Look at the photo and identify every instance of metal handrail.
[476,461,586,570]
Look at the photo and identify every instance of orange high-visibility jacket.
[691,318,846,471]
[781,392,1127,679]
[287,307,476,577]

===============

## Task
Pull out every line of the items above and copy each one unchanged.

## Answer to the exercise
Look at the photo and identify every instance of metal handrail.
[476,461,586,570]
Look at the photo and identify every instance of orange high-visibility jacket.
[691,318,846,471]
[781,392,1127,679]
[287,307,476,577]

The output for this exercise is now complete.